## Supplied passage
■ ■ ■ ■

You’ve probably seen this happen in your own inbox…
You get an email from a company that hadn’t emailed you for years. You don’t remember unsubscribing, so one of five things happened:
- The company had moved your address to its inactive file and was trying to reactivate it.
- An ISP falsely reported the address as invalid; the sender removed from the active email list but didn’t trash it and now wants to see if it’s genuine.
- The company gave up on email but then hired someone to relaunch the program.
- Somebody bought the company or its email list and wanted to see how many addresses are still deliverable.
- The company had been sending to your address all along, but the emails got filtered out before they reached your inbox. Then, something changed – maybe sender cleaned up its act and got unblocked – and, bingo! Emails hit the inbox again!
The last time this happened to us, the email itself didn’t give us any clues, because it looked like business as usual. No “We’ve missed you!” or “We’re back in the email business again!”
It was confusing and a little bizarre – and too late, because we had already moved on to the competition. So, we unsubscribed. Connection lost!
You can relaunch your email program successfully if you follow these two strategies: avoid disaster, and re-introduce yourself slowly. (If you’ve been emailing all along and want to win back lapsed customers, follow these tips for reactivation.)
1.) Avoid the fast track to disaster.
There’s nothing wrong with trying to restart a defunct email program. Those email addresses probably cost you a good chunk of change to acquire. But, you can damage your email program permanently if you start sending again as if nothing had happened.
Leave invalids alone: The most dangerous scenario in restarting a list is resending messages to invalid addresses. These are hard-bouncing addresses that ISPs have reported as undeliverable, because the account was closed or didn’t exist.

■ ■ ■ ■

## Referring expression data
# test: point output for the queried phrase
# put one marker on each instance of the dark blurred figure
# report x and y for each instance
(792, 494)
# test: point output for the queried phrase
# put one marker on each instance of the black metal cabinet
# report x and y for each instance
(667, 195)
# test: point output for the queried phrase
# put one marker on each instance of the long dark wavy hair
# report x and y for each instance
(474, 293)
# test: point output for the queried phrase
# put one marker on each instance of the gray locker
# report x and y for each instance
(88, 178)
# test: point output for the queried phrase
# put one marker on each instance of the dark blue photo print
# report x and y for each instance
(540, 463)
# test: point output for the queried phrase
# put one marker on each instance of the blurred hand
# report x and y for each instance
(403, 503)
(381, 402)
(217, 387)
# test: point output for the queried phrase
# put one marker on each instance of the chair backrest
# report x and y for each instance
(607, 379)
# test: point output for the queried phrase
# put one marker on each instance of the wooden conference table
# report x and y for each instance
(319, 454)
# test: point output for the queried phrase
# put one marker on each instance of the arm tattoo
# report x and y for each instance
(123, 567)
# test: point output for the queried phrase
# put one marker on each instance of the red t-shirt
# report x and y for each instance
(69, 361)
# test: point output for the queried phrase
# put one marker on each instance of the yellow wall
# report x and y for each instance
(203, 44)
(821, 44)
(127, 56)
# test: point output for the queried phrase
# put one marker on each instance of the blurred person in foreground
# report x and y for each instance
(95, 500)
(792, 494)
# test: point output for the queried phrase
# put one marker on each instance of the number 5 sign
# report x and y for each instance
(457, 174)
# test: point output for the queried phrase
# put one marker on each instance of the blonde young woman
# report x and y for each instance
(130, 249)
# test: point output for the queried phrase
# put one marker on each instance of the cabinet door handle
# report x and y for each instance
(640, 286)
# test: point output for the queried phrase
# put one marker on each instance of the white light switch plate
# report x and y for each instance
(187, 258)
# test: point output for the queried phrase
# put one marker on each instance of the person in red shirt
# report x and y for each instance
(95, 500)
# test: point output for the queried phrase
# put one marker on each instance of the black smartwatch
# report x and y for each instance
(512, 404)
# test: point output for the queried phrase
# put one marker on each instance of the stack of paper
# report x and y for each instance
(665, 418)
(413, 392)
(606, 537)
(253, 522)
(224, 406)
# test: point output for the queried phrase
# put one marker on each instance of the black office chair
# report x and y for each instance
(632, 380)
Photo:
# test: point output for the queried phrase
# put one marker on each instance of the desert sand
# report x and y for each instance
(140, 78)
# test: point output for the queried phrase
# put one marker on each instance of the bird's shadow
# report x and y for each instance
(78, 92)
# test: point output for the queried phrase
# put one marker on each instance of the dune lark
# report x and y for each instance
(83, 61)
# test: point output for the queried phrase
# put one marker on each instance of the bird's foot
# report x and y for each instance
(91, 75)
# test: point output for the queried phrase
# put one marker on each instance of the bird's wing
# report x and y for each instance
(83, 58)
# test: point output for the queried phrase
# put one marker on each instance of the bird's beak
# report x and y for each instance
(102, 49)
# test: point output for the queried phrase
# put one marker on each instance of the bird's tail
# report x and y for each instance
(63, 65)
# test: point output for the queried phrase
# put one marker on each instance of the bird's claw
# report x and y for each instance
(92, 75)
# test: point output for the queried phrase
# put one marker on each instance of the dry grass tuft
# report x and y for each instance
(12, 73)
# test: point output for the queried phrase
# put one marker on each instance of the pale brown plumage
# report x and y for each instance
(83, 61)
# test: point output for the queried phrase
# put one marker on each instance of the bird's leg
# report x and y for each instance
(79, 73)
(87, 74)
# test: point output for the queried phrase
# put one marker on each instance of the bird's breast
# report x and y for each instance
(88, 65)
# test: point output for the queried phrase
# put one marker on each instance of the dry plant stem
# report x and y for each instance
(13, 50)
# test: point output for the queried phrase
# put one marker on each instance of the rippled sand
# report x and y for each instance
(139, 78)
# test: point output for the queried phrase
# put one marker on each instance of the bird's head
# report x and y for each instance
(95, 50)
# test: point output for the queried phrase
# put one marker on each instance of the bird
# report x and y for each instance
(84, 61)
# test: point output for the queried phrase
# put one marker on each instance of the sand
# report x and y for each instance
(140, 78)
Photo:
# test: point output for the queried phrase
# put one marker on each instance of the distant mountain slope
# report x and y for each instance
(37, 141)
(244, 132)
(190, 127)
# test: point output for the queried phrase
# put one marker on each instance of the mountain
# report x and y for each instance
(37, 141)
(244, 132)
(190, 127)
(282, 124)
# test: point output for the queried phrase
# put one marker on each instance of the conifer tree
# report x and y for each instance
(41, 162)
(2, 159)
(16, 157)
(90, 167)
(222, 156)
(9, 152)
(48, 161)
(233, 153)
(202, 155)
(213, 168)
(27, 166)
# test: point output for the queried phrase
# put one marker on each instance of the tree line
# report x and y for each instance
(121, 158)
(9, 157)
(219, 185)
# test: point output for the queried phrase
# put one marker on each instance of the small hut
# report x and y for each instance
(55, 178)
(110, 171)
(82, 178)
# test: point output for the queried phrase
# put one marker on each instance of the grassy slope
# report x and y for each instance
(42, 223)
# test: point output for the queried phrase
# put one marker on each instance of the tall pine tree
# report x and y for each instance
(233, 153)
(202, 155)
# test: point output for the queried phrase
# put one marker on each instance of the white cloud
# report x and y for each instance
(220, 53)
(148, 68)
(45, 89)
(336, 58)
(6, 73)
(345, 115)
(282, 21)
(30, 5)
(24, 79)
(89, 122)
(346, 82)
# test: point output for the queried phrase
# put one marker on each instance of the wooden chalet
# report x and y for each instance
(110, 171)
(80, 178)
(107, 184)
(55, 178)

■ ■ ■ ■

## Problem requirements
Carry on the text about restarting a dormant email program from the point where it stops.

## Answer box
- False-positives – a valid address reported incorrectly as invalid – are rare, but they happen often enough to give senders hope that they can resurrect at least a few. The problem is that you might have one false-positive for every 1,000 invalid addresses. Emailing 999 bad ones to find one good one could get you blacklisted or banned from the major ISPs.
Note: Don’t assume you can skip this step even if your list was 100% opt-in. Times change; people forget. Why risk your sender rep or deliverability?
Beware elderly addresses: Old addresses can be toxic to your list health and sender reputation, too. Some have gone invalid; others have been abandoned by subscribers.
Or, they could have been repurposed into “honeypots” designed to trap spammers. You’ll jeopardize your ability to deliver to most ISPs if you hit too many of those addresses, too.
2.) Relaunch right: Go slowly, and introduce yourself.
Remove all potentially troublesome addresses before you send: You knew this was coming, right? But we aren’t saying that just because FreshAddress is in the business of removing old, malformed, toxic and invalid addresses.
We’re in this business because we know that your email address database is one of your greatest business assets, and you must do everything you can to protect and nurture that asset.
Removing problem addresses with SafeToSend is not a long, complicated process, and it will save you time, money and frustration in the long run.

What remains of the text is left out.